* [Task directions] Extend the article about chemotherapy in older age beyond its final sentence.

* [Page extract]

By Guest Writer - November 19, 2018
Half of all cancers occur in people age 70 and older. We hear a lot of things about chemotherapy in older age. Which are myths and which are true?
Can older people tolerate chemotherapy?
There are many different chemotherapies. Some have few side effects. Others can be hard on the body. With careful consideration some chemotherapy can be given to people in their 90s.
I am really concerned about the side effects. I do not feel as robust as when I was young.
We did a study to see how chemotherapy side effects were affecting older patients. Half of all patients had some side effects, but with proper management the majority of patients could still do all or most of what they could do before.
But what about the risk that something may still go wrong?
An oncologist can take many steps to minimize the risks. We use tools to tailor the treatment to what the patient can tolerate. We also make sure there is good support at home. That may mean organizing some help from family or community resources.

[Image point grounding rows]
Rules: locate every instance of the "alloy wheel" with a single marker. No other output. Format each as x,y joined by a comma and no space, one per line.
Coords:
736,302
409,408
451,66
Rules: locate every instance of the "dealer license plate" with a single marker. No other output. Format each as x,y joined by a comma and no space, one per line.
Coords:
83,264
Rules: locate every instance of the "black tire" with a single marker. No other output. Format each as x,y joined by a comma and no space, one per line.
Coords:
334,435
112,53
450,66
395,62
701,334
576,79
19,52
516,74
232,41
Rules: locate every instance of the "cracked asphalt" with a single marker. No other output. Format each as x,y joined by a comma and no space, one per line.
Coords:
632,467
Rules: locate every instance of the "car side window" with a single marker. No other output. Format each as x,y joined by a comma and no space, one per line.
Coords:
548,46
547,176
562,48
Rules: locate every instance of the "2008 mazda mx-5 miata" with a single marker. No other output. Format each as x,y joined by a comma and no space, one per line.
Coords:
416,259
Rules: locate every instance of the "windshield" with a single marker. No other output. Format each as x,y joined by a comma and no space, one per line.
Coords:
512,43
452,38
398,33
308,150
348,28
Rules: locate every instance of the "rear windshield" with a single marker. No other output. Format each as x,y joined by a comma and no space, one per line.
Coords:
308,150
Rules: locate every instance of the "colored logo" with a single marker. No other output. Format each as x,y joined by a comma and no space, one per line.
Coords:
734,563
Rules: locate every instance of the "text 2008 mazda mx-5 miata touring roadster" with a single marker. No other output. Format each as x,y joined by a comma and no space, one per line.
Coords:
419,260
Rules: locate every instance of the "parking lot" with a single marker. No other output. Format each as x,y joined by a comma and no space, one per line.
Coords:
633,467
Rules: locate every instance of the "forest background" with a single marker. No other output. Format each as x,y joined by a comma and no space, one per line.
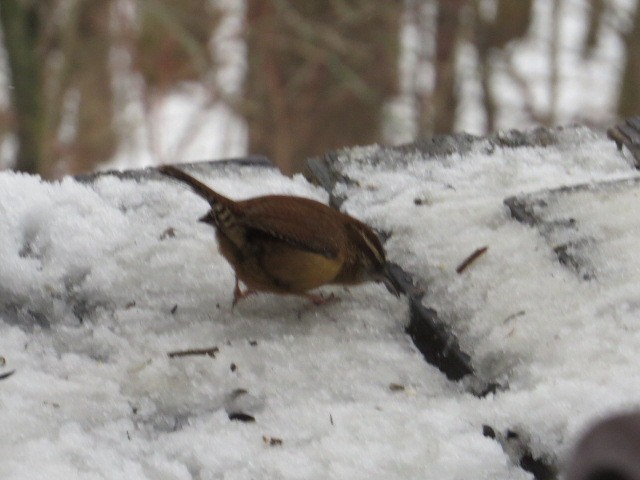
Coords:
90,84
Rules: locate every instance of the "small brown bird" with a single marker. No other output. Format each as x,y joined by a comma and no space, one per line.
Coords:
289,245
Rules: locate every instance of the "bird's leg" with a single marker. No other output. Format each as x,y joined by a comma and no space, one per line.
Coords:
239,294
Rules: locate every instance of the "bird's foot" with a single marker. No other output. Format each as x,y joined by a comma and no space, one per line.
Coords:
321,299
239,294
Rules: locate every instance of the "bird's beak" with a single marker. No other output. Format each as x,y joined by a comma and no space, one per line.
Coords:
206,218
388,280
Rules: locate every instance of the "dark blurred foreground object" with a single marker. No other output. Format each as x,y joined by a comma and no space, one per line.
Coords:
627,133
609,451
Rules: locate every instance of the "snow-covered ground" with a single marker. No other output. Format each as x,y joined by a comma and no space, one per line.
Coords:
100,281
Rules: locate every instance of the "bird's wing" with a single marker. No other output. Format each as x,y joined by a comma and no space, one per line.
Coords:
302,223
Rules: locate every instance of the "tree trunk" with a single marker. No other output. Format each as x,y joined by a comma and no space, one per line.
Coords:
21,28
629,99
319,74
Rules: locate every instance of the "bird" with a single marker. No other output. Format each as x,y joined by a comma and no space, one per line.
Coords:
289,245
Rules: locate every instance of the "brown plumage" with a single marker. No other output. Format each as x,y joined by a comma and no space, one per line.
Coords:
289,245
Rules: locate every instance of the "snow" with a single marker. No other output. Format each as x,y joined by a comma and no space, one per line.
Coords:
90,274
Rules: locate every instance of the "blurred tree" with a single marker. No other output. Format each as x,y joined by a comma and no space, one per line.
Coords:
629,97
60,64
444,99
22,28
319,74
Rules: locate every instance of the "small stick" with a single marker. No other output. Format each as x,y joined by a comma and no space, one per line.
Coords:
471,258
7,374
210,352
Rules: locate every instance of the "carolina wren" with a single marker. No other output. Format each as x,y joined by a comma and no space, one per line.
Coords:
289,245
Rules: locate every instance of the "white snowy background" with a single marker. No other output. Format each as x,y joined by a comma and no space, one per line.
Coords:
100,281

* [Reply to the exercise]
Doesn’t the benefit of chemotherapy decrease with age?
In most cases, it does not. A healthy older person often has the same chances of responding to treatment or being cured than a younger one. Even for patients with more health issues chemotherapy may help decrease cancer symptoms and growth, and help people live better and longer.
So what is the difference between an older and a younger cancer patient?
Most younger patients are fairly healthy and that is a benefit. As people age more health concerns arise. In an older patient, you have to carefully check their strengths and weaknesses to give optimal care. You need a trained oncologist who can "custom tailor" your treatment.